Start of Block

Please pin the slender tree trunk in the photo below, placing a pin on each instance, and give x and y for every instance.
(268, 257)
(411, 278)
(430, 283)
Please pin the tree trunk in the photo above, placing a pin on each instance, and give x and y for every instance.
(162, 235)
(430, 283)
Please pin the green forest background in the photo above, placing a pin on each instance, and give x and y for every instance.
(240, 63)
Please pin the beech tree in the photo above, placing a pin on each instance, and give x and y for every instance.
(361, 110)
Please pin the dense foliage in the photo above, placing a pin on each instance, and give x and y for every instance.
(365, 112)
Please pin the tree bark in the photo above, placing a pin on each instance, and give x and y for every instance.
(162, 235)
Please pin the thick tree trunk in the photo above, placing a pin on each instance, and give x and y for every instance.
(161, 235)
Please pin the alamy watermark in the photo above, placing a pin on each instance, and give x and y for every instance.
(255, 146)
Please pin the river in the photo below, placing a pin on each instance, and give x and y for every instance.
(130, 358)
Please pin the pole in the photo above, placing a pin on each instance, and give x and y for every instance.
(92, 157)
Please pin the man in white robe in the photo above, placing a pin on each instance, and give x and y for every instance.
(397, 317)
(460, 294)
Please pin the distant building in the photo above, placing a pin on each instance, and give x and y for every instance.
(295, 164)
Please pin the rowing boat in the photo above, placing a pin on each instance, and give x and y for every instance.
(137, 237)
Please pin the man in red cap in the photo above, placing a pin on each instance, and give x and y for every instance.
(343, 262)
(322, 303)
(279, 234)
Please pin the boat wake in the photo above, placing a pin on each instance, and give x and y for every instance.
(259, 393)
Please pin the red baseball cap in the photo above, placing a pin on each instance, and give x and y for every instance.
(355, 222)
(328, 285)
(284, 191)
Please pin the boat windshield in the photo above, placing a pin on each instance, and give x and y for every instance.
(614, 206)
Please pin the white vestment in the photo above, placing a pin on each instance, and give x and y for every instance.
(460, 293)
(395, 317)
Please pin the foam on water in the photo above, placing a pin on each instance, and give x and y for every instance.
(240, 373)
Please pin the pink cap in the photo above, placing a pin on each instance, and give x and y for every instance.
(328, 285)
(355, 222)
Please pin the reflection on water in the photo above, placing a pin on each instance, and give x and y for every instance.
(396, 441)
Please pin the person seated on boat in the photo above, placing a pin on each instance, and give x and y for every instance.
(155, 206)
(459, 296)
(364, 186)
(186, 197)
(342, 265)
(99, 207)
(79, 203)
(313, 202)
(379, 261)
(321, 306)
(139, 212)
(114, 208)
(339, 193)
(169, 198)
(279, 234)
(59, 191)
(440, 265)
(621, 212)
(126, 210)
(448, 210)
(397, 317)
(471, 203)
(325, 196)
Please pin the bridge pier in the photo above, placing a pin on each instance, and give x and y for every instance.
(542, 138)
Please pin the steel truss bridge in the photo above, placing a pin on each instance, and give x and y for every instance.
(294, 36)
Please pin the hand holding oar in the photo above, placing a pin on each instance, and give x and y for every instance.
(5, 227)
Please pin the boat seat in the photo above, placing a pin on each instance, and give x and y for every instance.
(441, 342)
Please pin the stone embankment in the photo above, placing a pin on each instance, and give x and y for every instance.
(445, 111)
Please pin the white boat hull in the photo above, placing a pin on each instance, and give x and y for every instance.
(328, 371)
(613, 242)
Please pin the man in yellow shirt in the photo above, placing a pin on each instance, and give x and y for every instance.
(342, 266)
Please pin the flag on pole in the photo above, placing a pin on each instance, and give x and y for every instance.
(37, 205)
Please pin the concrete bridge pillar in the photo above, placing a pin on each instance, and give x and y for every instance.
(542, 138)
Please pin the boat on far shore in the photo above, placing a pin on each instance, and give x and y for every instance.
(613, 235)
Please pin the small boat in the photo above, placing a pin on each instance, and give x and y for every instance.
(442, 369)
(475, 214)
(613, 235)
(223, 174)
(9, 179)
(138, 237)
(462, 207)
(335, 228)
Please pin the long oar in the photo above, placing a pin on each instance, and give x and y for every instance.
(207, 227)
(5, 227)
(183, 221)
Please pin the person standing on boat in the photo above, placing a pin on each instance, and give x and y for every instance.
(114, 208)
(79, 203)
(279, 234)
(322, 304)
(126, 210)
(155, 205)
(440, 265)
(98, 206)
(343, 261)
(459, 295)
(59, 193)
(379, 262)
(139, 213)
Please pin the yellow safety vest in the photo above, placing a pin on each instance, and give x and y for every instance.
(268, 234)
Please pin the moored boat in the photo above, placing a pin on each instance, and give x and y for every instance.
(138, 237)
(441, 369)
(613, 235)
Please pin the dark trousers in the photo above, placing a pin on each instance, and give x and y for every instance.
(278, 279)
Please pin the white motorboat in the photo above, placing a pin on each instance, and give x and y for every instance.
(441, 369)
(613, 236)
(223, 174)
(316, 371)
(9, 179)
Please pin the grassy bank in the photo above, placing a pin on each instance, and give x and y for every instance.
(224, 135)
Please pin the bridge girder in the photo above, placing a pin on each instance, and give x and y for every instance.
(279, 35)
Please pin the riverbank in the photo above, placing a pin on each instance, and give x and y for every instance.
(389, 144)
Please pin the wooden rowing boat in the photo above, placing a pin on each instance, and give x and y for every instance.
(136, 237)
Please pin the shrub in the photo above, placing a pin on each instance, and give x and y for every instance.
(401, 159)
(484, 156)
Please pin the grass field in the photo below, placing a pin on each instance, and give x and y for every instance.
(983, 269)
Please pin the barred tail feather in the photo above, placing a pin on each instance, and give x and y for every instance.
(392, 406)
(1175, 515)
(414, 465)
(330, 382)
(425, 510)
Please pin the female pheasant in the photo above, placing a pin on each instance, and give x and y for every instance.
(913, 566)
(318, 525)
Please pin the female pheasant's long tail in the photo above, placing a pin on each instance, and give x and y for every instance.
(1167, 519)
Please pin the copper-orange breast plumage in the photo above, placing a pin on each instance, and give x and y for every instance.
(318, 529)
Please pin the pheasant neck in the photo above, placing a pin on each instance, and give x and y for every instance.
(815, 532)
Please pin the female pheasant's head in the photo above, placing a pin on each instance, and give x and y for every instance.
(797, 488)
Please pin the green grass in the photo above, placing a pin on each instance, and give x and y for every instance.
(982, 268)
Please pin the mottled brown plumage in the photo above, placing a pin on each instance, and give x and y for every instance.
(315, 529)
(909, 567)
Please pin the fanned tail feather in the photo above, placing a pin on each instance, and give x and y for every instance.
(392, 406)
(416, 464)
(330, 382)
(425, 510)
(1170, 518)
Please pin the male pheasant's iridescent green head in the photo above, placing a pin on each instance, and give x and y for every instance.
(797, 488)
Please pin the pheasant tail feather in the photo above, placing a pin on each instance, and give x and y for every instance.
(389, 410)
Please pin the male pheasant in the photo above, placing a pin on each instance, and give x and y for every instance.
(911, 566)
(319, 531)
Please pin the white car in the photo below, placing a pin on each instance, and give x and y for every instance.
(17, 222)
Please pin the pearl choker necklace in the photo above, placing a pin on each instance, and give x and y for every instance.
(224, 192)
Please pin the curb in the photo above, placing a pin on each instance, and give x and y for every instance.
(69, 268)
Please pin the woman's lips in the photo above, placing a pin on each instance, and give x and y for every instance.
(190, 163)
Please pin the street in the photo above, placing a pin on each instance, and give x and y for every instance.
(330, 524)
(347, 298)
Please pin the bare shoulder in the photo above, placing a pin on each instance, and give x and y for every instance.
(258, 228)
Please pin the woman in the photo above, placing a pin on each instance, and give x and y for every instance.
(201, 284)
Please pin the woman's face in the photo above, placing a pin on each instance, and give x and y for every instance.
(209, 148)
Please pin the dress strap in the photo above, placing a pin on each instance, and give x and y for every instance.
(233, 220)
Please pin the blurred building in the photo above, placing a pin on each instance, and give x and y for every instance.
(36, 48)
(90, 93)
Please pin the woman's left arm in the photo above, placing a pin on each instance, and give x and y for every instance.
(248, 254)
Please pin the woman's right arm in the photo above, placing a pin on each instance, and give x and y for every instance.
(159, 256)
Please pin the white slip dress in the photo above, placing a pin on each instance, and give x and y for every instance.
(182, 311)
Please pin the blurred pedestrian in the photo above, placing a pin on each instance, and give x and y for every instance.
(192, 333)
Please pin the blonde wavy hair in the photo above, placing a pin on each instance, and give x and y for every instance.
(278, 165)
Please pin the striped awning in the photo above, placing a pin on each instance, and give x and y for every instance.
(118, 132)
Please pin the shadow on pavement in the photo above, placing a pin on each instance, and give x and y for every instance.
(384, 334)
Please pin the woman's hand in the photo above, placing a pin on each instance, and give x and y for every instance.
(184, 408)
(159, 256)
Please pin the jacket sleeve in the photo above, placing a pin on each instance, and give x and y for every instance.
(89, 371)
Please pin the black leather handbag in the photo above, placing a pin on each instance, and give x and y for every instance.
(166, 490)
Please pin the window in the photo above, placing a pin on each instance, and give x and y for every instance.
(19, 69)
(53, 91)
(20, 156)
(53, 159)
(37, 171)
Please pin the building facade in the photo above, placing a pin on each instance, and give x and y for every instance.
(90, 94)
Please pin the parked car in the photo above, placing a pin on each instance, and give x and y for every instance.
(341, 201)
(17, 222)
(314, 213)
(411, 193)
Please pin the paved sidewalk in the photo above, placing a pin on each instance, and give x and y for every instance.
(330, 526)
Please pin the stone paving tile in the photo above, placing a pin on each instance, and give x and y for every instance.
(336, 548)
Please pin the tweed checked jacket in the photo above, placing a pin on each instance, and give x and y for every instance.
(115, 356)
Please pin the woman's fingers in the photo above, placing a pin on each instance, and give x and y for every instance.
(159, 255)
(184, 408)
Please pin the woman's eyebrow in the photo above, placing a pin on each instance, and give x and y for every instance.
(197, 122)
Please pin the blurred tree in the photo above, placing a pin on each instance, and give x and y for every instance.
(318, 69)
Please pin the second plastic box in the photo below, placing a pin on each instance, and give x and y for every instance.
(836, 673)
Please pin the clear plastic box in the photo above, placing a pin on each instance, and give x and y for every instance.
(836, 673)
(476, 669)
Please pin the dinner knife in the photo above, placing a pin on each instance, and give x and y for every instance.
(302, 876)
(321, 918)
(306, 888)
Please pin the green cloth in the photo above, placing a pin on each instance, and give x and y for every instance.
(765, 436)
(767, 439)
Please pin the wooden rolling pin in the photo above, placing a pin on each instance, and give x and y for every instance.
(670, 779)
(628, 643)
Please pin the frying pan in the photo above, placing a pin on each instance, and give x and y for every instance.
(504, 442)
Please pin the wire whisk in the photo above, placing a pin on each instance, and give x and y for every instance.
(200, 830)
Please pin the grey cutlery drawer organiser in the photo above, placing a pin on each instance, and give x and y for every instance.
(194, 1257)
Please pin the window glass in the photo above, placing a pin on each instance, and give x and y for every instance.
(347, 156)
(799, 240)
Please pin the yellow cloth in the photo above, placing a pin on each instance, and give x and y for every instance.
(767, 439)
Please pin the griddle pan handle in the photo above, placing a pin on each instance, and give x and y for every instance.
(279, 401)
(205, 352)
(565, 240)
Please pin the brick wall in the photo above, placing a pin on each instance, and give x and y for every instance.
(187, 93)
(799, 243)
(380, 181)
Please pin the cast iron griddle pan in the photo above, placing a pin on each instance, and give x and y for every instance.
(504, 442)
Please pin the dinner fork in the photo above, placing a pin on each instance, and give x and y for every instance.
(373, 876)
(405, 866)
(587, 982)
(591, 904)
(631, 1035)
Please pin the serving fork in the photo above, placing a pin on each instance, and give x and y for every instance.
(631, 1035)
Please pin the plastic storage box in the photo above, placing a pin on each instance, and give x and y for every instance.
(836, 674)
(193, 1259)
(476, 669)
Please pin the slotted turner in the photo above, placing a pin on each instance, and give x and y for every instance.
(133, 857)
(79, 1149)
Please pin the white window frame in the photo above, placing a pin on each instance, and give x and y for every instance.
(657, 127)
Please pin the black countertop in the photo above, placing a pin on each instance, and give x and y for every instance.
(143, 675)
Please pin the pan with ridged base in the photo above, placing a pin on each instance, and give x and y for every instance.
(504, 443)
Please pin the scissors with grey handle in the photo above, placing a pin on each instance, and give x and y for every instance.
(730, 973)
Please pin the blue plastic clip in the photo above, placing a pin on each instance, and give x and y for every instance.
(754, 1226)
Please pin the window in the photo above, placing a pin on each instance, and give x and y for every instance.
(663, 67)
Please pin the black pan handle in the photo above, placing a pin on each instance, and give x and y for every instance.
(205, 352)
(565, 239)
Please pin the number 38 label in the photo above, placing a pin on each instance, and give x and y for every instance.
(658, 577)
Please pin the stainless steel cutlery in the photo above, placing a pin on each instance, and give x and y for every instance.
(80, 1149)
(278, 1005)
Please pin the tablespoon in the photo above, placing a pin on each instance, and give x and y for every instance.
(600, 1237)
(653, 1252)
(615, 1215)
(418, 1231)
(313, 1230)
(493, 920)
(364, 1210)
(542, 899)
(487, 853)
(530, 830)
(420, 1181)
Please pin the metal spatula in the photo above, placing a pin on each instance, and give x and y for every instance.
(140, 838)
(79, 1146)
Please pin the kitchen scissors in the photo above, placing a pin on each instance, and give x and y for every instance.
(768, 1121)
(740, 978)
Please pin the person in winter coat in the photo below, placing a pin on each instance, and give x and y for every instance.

End of Block

**TASK OBJECTIVE:**
What you return should match, exactly, the stretch of the listing above that runs from the line with "Please pin the tablespoon" to its last line.

**EXERCISE SOLUTION:**
Please pin the tablespoon in the photo above, placing a pin on each instance, and give x and y for every instance.
(600, 1237)
(653, 1252)
(615, 1215)
(418, 1231)
(313, 1230)
(493, 920)
(364, 1210)
(542, 899)
(487, 853)
(530, 830)
(420, 1181)
Please pin the metal spatula in the photo above, placing a pin on each instance, and give x and y for every instance.
(140, 838)
(79, 1146)
Please pin the kitchen scissors in the photo above, placing a pin on each instance, and give x and y for every instance.
(768, 1121)
(740, 978)
Please pin the person in winter coat in the photo below, placing a pin on each instance, and give x and y for every instance.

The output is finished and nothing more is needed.